▶ _Exercise_
All of the data below is to be copied exactly.

▶ _Referring expression pointing data_
⟨
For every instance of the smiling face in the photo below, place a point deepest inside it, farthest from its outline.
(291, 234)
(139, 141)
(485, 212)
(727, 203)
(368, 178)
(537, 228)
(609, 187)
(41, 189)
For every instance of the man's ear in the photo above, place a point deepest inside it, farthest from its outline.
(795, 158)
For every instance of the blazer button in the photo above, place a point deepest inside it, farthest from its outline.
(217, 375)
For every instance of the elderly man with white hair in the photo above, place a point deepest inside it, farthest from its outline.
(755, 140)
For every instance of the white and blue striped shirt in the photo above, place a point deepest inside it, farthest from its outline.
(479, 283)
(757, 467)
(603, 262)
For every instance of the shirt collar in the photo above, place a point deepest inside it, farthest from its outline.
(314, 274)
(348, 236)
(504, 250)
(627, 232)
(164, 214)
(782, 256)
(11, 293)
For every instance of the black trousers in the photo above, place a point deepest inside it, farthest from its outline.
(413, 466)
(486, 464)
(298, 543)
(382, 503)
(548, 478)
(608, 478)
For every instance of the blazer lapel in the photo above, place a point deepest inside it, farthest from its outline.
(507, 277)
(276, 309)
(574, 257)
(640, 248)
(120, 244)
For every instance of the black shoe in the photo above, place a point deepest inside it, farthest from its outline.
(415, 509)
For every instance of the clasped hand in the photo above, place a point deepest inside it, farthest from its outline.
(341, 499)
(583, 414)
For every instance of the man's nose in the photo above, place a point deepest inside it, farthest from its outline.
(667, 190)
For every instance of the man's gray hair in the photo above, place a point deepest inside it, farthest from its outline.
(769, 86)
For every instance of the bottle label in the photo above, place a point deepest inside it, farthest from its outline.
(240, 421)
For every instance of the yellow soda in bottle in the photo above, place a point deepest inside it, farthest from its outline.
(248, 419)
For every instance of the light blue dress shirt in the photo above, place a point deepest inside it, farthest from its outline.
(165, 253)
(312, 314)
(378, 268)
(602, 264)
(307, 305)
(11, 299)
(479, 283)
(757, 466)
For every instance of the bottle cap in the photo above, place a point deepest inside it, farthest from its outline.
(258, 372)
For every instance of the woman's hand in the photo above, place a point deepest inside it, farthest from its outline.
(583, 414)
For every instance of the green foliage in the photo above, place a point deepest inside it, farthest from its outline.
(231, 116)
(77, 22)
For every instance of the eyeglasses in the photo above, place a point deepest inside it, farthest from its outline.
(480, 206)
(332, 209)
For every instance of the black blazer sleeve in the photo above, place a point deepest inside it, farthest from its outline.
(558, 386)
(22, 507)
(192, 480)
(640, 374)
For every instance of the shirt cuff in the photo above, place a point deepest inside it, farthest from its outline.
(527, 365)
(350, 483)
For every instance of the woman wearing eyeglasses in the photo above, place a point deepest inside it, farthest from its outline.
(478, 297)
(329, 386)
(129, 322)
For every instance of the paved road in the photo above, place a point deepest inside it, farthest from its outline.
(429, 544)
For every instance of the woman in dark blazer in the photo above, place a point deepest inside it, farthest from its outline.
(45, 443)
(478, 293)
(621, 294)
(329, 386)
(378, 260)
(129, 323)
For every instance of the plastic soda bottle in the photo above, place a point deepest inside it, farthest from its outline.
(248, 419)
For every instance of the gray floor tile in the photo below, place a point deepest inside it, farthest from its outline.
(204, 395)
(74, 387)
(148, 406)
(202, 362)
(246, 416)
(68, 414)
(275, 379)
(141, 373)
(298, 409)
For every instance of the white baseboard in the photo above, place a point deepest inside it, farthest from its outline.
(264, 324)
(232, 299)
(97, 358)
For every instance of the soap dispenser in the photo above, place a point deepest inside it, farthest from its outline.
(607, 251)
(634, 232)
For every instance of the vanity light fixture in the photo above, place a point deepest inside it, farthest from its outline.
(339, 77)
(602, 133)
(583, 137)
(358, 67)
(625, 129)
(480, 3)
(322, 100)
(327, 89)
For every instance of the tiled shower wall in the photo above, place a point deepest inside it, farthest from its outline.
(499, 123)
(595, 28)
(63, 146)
⟩
▶ _Expected answer_
For every instance of the smiling face in the photo below, place a point deepest inside it, farthest from its outline.
(291, 234)
(139, 141)
(485, 212)
(727, 203)
(368, 178)
(537, 228)
(609, 187)
(41, 189)
For every instance of the man's ear in the photo above, place a point deepest inside it, farthest from its outline.
(795, 158)
For every instance of the blazer button in the photo above, place a point deepest inside it, farthest from its outline.
(217, 375)
For every instance of the elderly man with white hair in the photo above, place a point deepest inside it, farthest from its outline.
(755, 140)
For every instance of the white and blue striped shirt in the photo above, place a point deepest inside it, farthest from its outline.
(479, 283)
(757, 467)
(603, 262)
For every instance of the shirt collar in the photo above, place a point deepest inside it, farthest from its outline.
(314, 274)
(348, 236)
(504, 250)
(627, 232)
(164, 214)
(782, 256)
(11, 293)
For every instance of the black trousers in the photo above, place a point deepest inside it, farthest from its outline.
(413, 466)
(486, 464)
(298, 543)
(382, 503)
(548, 478)
(608, 478)
For every instance of the blazer lapel in the photo above, place a point deepest inside it, farthest from its outline.
(507, 277)
(276, 309)
(574, 257)
(640, 248)
(120, 244)
For every instance of the black shoe in the photo above, place a point deepest inside it, farthest from its outline.
(415, 509)
For every instance of the clasped hand in the photo above, place a point deepest inside it, farthest from its outline.
(341, 499)
(583, 414)
For every instance of the man's nose in the photo above, place a point deepest inside it, farthest from its outline.
(667, 190)
For every instance of the man's gray hair in the photo above, place a point deepest inside it, farthest from its outline.
(769, 86)
For every instance of the bottle label in the photo above, place a point deepest inside it, farthest from its outline.
(240, 421)
For every instance of the yellow soda in bottle in the photo above, place a point deepest inside it, farthest from its outline.
(248, 419)
For every instance of the light blue dress shirt in the photo above, place a point deepest inside it, farthest from its outline.
(165, 253)
(312, 314)
(378, 268)
(602, 264)
(307, 305)
(11, 299)
(479, 283)
(757, 466)
For every instance of the bottle cap in the photo above, place a point deepest inside it, farthest from its outline.
(258, 372)
For every instance of the woman's hand in the photo above, place a point deepest inside it, farthest from its outline.
(583, 414)
For every instance of the green foliage in the photo above, place a point deepest inside it, farthest from its outline.
(231, 116)
(77, 22)
For every instance of the eyeglasses in the photo above, place a point deepest inside it, farthest from its outline.
(480, 206)
(332, 209)
For every instance of the black blazer sleeve in the photo above, place a point deepest inside it, farthest from its outline.
(558, 386)
(22, 507)
(192, 480)
(640, 374)
For every instance of the shirt cuff in the photo above, place a point deepest inside it, farthest from its outline.
(527, 365)
(350, 483)
For every instance of the woman wearing eyeglasses in the photo above, place a point deepest inside it, farthest from its outline.
(478, 297)
(329, 386)
(129, 322)
For every instance of the paved road in the photo above, place a point deepest inside it, farthest from its outline.
(429, 544)
For every instance of the woman in dark blazer in the photo above, place a point deepest inside it, farthest from its outline.
(45, 443)
(478, 293)
(621, 294)
(329, 386)
(378, 260)
(129, 323)
For every instance of the plastic soda bottle in the photo above, place a point deepest inside it, farthest from its outline.
(248, 419)
For every instance of the gray floor tile in the photo below, place a point deepest inside it, farthest from its outline.
(204, 395)
(74, 387)
(148, 406)
(202, 362)
(246, 416)
(68, 414)
(275, 379)
(141, 373)
(298, 409)
For every instance of the white baseboard in the photo above, place a point deepest inside it, farthest from its outline.
(264, 324)
(232, 299)
(97, 358)
For every instance of the soap dispenser in the photo above, place a point deepest inside it, farthest from its outline.
(607, 251)
(634, 232)
For every instance of the vanity light fixture in the photo above, place a point deepest inside it, farthest from its outline.
(339, 77)
(602, 133)
(583, 137)
(358, 67)
(625, 129)
(480, 3)
(322, 100)
(327, 89)
For every instance of the tiled shower wall in the photo above, place a point deepest inside it, farthest from its outline.
(499, 123)
(595, 28)
(63, 146)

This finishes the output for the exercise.